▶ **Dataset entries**

________

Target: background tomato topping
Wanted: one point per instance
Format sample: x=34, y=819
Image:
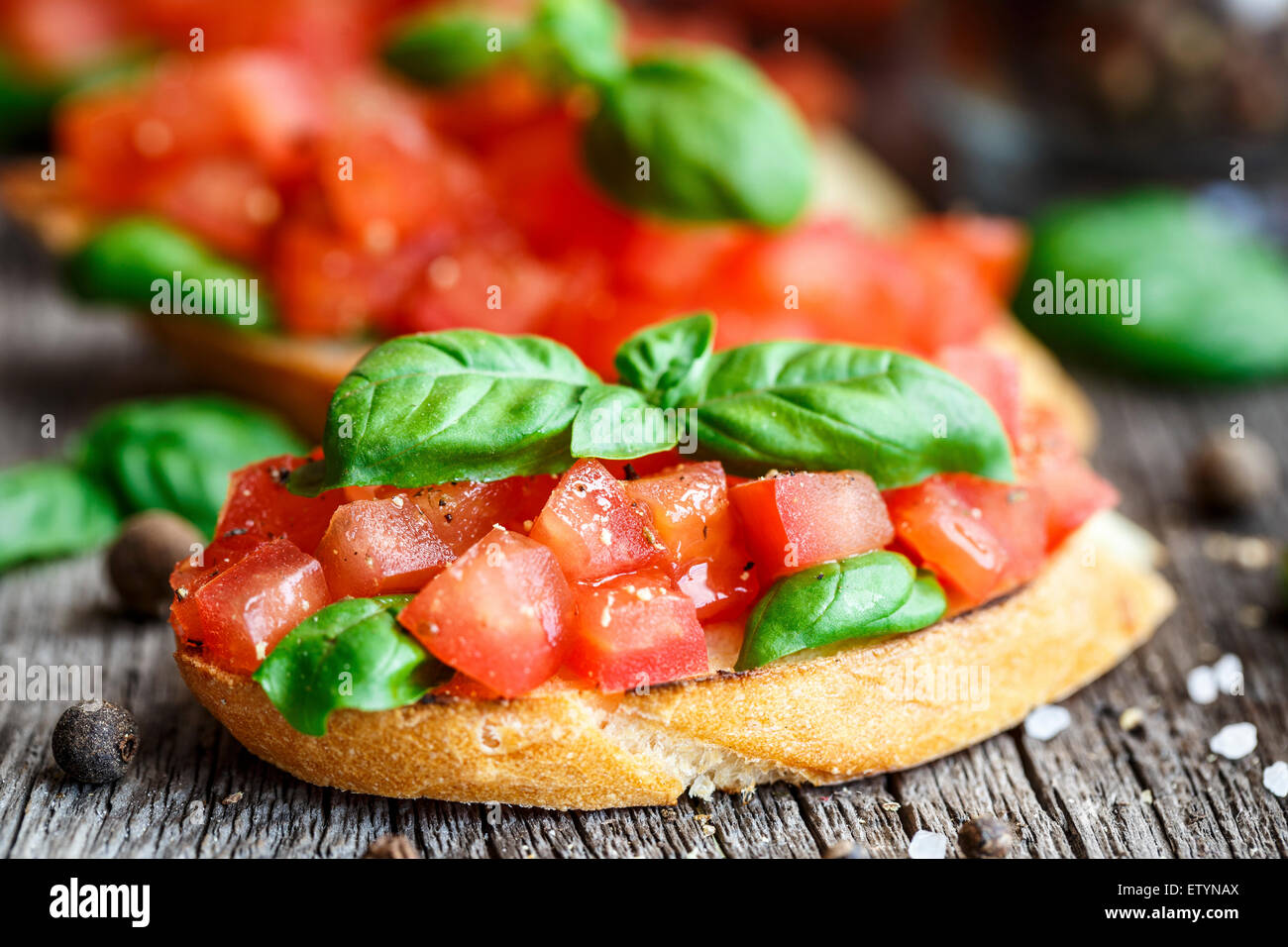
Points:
x=592, y=527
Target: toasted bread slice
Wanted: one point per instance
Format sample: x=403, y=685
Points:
x=296, y=375
x=819, y=716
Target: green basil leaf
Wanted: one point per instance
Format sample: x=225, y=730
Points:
x=719, y=141
x=619, y=424
x=578, y=40
x=661, y=360
x=925, y=605
x=352, y=654
x=1179, y=290
x=446, y=47
x=454, y=405
x=825, y=603
x=50, y=508
x=176, y=454
x=815, y=406
x=134, y=262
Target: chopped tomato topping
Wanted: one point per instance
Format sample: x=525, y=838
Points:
x=259, y=502
x=692, y=517
x=982, y=536
x=249, y=607
x=498, y=613
x=795, y=521
x=635, y=630
x=592, y=527
x=380, y=547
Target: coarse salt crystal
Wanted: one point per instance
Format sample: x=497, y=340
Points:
x=1201, y=684
x=1047, y=720
x=1234, y=741
x=1275, y=779
x=927, y=844
x=1229, y=674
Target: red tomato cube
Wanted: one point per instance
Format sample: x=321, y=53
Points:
x=500, y=613
x=259, y=502
x=593, y=528
x=635, y=630
x=464, y=512
x=378, y=548
x=982, y=536
x=692, y=517
x=248, y=608
x=191, y=575
x=795, y=521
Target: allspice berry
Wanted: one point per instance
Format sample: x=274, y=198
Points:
x=141, y=560
x=984, y=838
x=391, y=847
x=95, y=744
x=1234, y=474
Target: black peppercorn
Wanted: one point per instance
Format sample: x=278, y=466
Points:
x=846, y=849
x=1232, y=474
x=95, y=745
x=143, y=556
x=984, y=838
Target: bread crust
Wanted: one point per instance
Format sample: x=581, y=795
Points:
x=822, y=716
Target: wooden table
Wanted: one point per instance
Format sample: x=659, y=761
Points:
x=1091, y=791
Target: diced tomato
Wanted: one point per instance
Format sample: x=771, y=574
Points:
x=462, y=513
x=248, y=608
x=692, y=517
x=500, y=613
x=378, y=548
x=592, y=528
x=258, y=501
x=982, y=536
x=635, y=630
x=992, y=375
x=1050, y=462
x=795, y=521
x=993, y=247
x=188, y=577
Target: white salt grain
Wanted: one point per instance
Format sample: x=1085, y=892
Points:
x=1235, y=741
x=1275, y=779
x=1202, y=684
x=1047, y=720
x=1229, y=674
x=927, y=845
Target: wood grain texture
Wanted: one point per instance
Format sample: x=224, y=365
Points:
x=1078, y=795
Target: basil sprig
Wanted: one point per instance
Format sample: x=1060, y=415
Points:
x=473, y=405
x=171, y=455
x=352, y=654
x=872, y=594
x=692, y=134
x=51, y=508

________

▶ **EXERCISE DESCRIPTION**
From the first line to the last, repeat the records exactly, leaving out the pictures.

▶ **PROBLEM SOLUTION**
Target: background tomato topping
Wanted: one point per instance
Format sample: x=34, y=819
Image:
Points:
x=592, y=527
Target: toasted bread slice
Wanted: one point per instance
Format sample: x=403, y=685
Points:
x=296, y=375
x=819, y=716
Target: green basil leaf
Wanted: one point per instance
Format sample: x=225, y=730
Points:
x=719, y=141
x=619, y=424
x=578, y=40
x=661, y=360
x=925, y=605
x=352, y=654
x=1179, y=290
x=446, y=47
x=454, y=405
x=825, y=603
x=50, y=508
x=176, y=454
x=815, y=406
x=134, y=262
Target: chopped tomato topping
Wanted: one point per instance
Format sample: x=525, y=838
Points:
x=259, y=502
x=692, y=517
x=982, y=536
x=249, y=607
x=498, y=613
x=795, y=521
x=635, y=630
x=592, y=527
x=380, y=547
Target: coarse salt crystal
Wanted: one point per instance
Format sample: x=497, y=340
Points:
x=1201, y=684
x=1047, y=720
x=1234, y=741
x=1275, y=779
x=927, y=844
x=1229, y=674
Target: red tomato cube
Wanted: one point per instance
Format sample: x=321, y=53
Points:
x=500, y=613
x=259, y=502
x=593, y=528
x=635, y=630
x=464, y=512
x=378, y=548
x=982, y=536
x=692, y=517
x=248, y=608
x=191, y=575
x=795, y=521
Target: allspice berry
Wanted: one point per instance
Format sample: x=274, y=198
Points:
x=141, y=560
x=984, y=838
x=391, y=847
x=95, y=744
x=1234, y=474
Target: black peppercorn
Wanted: one point per instance
Format sample: x=278, y=466
Points:
x=846, y=849
x=1232, y=474
x=95, y=745
x=143, y=556
x=984, y=838
Target: bread crust
Wanted: one point per instance
Format sample: x=581, y=795
Points:
x=822, y=716
Target: wooden table
Wanted: one point per instance
Format sample: x=659, y=761
Points:
x=1091, y=791
Target: diced tomato
Wanted: one point per instance
Format sample: x=771, y=574
Points:
x=462, y=513
x=248, y=608
x=692, y=517
x=500, y=613
x=378, y=548
x=592, y=528
x=258, y=501
x=982, y=536
x=635, y=630
x=992, y=375
x=1050, y=462
x=795, y=521
x=993, y=247
x=188, y=577
Target: white salt grain
Wanted: one point per instance
Format sample: x=1085, y=892
Points:
x=1235, y=741
x=1275, y=779
x=1202, y=684
x=1047, y=720
x=1229, y=674
x=927, y=845
Target: wood grain texture
Wanted: one point per instance
Format sample: x=224, y=365
Points:
x=1078, y=795
Target: basil sprig
Wanted: one point per instance
Format sample: x=1060, y=415
Points:
x=473, y=405
x=171, y=455
x=352, y=654
x=872, y=594
x=692, y=134
x=51, y=508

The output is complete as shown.